### [TEXT FOR ANALYSIS]
+ + + +
Going to school with a bunch of down-to-earth, sewed-their-own-clothes environmentalists, it was impossible not to hop on the vegan train. While this lifestyle can help you lose weight, after six years on this diet, I ended up gaining 40 pounds and realized it's because I did it all wrong. Here are my mistakes and how you can learn from them to avoid ballooning on a vegan diet.

1. Pasta and Bread Were
My Staples

On campus it was easy to grab bagels with Tofutti cream cheese for breakfast, pizza with dairy-free cheese for lunch, and a huge bowl of pasta for dinner, but I was eating enough carbs to run a marathon—while barely exercising, unless walking to the dining hall counts.

What to do instead: Overloading on carbs is one way to pile on the pounds, so while complex carbohydrates should be included in a vegan diet, they shouldn't be the star of every single meal. Head to a bookstore or the Internet to find vegan recipes, and experiment to help open up a whole new world of entrées like tofu scrambles, zucchini noodles, and homemade veggie burgers.

RELATED: 20 Satisfying Fall Meals for Any Diet

2. I Never Ate Beans
Having gas was the last thing a college girl would wish for, so I stayed away from beans and hardly ate any protein aside from soy ice cream. Without enough protein, hunger pangs drove me to eat more, which basically meant unhealthy comfort food like vegan mac 'n' cheese and cupcakes.
+ + + +
### [LISTED RECORDS]
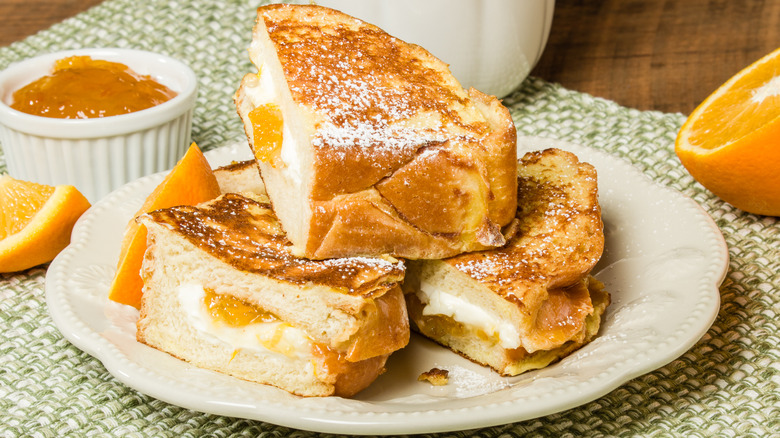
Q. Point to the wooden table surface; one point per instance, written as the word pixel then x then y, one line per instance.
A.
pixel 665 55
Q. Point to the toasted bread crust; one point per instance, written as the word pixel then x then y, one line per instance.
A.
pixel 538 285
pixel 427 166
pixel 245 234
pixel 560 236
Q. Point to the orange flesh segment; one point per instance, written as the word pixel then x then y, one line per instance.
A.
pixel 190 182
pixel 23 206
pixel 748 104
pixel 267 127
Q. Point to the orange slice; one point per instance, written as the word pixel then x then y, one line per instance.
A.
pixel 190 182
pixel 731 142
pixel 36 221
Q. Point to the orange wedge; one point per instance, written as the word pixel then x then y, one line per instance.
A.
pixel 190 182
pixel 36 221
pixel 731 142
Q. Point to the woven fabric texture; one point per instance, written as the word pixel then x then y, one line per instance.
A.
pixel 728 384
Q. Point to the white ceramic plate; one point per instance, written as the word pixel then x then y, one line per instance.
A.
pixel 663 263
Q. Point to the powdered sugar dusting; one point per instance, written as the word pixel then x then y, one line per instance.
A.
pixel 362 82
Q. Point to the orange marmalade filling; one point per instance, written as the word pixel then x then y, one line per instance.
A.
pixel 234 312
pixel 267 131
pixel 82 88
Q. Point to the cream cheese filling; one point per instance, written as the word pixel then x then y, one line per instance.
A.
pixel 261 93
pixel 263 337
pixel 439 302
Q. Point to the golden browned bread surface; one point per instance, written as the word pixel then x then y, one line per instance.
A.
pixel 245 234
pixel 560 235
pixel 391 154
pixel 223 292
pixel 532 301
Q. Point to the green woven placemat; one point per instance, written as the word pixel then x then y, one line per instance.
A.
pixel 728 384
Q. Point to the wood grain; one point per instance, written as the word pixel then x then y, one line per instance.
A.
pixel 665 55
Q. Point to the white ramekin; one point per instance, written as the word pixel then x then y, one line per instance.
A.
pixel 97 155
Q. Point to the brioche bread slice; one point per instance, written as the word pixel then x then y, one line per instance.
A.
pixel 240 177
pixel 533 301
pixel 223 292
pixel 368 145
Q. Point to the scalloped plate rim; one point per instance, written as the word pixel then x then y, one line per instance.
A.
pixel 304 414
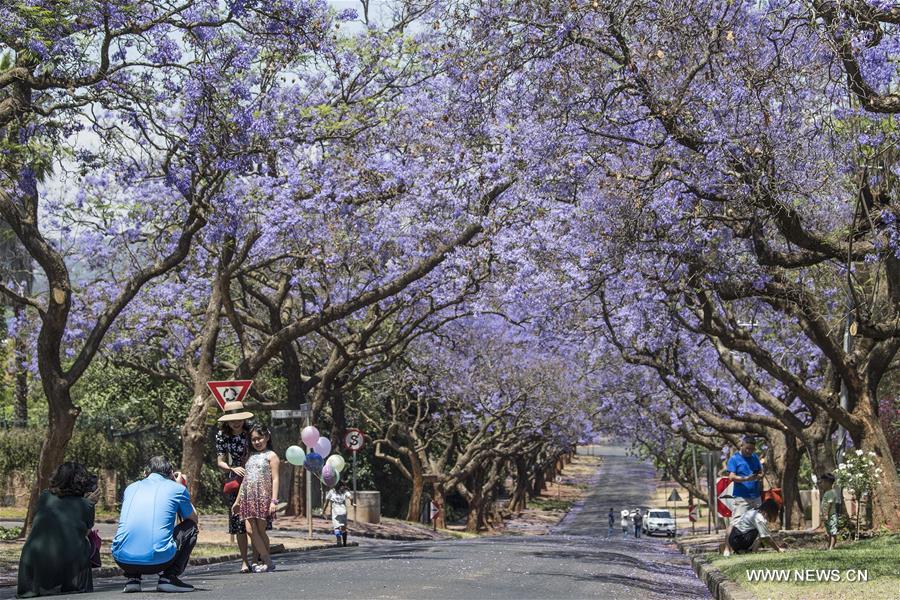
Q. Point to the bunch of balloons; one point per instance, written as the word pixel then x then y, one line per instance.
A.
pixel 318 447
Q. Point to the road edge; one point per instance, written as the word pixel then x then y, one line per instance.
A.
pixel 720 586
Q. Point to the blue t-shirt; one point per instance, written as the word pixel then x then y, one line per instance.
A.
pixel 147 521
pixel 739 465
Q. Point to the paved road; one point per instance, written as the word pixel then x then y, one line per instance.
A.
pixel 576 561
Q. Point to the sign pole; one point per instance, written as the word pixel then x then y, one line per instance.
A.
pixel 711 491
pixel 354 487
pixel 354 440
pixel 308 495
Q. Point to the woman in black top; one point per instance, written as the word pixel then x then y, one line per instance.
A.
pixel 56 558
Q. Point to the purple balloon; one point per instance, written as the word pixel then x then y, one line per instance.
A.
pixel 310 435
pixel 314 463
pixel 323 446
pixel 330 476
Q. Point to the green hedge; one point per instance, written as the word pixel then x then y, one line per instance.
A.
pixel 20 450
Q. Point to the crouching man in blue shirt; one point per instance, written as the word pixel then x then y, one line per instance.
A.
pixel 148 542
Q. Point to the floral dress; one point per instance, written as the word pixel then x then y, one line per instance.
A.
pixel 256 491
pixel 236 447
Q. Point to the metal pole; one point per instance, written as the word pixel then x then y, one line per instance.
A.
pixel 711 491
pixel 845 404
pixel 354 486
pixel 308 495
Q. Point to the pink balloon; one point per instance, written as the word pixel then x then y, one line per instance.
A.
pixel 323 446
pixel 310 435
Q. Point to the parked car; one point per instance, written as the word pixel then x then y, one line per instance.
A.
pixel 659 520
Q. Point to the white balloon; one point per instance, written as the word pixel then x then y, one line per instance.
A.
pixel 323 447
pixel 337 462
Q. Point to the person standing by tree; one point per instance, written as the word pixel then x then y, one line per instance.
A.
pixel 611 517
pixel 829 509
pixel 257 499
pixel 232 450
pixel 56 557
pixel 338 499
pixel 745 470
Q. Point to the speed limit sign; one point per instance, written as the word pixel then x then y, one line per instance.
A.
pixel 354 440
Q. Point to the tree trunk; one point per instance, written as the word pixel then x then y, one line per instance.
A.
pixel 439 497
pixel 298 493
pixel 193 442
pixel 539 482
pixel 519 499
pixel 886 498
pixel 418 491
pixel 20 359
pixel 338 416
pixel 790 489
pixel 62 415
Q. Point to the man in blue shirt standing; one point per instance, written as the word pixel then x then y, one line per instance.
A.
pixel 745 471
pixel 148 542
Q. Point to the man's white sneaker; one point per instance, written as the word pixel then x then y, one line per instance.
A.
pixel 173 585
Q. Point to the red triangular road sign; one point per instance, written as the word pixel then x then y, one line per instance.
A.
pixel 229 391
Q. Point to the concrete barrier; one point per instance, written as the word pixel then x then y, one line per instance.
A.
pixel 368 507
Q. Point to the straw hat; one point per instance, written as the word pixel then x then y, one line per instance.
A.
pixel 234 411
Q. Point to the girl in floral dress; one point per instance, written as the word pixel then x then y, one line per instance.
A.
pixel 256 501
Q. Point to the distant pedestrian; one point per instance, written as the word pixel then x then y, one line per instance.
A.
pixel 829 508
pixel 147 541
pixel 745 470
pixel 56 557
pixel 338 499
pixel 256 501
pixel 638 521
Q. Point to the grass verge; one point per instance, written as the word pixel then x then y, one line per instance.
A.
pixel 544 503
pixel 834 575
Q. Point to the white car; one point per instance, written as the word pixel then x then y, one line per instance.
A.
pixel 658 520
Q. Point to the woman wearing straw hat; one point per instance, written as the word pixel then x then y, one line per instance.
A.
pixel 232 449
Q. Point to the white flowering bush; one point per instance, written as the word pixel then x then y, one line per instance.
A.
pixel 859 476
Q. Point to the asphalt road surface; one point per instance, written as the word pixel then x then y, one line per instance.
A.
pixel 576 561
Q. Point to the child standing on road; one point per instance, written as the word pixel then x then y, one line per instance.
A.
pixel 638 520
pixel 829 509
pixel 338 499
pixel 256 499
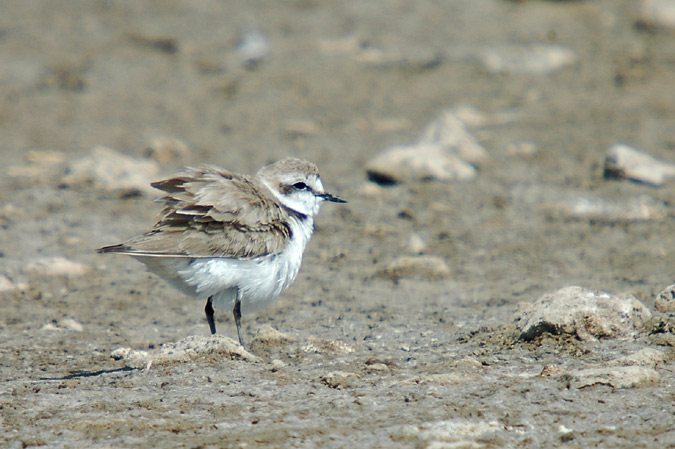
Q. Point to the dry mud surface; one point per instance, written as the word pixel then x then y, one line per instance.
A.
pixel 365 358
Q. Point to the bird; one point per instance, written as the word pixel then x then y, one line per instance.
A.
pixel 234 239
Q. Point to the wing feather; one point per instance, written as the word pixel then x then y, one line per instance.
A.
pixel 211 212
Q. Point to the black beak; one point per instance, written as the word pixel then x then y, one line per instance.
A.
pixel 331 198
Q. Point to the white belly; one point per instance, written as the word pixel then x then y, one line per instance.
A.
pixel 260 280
+ + + +
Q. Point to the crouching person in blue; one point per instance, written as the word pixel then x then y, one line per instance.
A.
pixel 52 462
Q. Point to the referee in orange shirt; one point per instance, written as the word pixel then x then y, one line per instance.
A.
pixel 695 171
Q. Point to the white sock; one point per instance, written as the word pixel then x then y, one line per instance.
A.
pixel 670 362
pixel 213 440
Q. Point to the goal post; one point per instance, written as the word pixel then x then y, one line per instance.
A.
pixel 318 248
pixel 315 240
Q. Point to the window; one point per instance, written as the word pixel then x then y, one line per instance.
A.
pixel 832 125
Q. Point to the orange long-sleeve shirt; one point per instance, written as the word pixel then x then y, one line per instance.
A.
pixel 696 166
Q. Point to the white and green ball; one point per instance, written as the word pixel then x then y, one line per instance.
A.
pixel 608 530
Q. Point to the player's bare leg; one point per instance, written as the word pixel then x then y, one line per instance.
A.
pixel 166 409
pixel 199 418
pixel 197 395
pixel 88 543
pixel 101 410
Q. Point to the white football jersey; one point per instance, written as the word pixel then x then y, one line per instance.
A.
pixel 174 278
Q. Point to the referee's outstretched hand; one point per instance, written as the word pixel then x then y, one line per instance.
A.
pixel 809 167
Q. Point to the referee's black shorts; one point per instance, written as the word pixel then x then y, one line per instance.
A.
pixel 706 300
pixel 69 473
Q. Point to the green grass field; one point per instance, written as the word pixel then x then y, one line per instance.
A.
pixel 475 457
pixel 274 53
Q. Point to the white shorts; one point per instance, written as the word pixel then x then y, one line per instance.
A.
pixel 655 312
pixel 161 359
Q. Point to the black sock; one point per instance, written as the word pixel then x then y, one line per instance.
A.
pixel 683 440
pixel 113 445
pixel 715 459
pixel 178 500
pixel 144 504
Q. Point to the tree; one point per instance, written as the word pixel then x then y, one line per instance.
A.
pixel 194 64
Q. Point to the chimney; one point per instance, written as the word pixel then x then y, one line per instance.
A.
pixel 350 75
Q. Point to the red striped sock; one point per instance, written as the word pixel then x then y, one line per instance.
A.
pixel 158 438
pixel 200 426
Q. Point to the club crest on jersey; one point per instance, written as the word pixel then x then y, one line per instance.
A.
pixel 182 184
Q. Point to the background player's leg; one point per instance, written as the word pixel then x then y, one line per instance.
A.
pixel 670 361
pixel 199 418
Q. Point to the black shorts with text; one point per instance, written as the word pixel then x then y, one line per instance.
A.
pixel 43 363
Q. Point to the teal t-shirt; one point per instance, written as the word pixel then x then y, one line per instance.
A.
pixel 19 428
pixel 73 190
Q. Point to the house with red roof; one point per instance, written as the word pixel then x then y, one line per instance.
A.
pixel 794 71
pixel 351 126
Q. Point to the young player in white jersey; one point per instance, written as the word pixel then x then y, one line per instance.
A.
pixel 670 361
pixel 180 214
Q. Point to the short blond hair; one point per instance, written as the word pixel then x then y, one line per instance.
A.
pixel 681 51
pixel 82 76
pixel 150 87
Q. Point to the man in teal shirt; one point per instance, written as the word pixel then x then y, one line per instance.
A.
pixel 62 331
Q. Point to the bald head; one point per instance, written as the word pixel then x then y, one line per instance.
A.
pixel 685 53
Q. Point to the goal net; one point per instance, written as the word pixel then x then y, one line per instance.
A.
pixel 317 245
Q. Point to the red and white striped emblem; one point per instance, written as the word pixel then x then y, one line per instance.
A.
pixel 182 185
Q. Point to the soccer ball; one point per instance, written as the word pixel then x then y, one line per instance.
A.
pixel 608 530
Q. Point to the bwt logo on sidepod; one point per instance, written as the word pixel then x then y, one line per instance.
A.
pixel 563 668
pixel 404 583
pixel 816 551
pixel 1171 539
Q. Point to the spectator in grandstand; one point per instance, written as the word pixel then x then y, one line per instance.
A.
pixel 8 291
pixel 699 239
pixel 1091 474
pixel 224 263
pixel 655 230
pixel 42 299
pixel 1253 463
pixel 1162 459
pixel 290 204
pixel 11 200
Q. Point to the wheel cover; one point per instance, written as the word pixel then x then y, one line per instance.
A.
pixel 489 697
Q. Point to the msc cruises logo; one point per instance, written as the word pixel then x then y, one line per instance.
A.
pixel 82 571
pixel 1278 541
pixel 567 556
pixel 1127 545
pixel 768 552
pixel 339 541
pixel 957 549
+ + + +
### [SET OF TASKS]
A: From the text about gaining weight on a vegan diet, list the entrées it suggests trying.
B: Rewrite the part of the text about gaining weight on a vegan diet starting with "1. Pasta and" and going on through "homemade veggie burgers.", replacing "bookstore" with "library".

### [EXPECTED OUTPUTS]
A:
- tofu scrambles
- zucchini noodles
- homemade veggie burgers

B:
1. Pasta and Bread Were
My Staples

On campus it was easy to grab bagels with Tofutti cream cheese for breakfast, pizza with dairy-free cheese for lunch, and a huge bowl of pasta for dinner, but I was eating enough carbs to run a marathon—while barely exercising, unless walking to the dining hall counts.

What to do instead: Overloading on carbs is one way to pile on the pounds, so while complex carbohydrates should be included in a vegan diet, they shouldn't be the star of every single meal. Head to a library or the Internet to find vegan recipes, and experiment to help open up a whole new world of entrées like tofu scrambles, zucchini noodles, and homemade veggie burgers.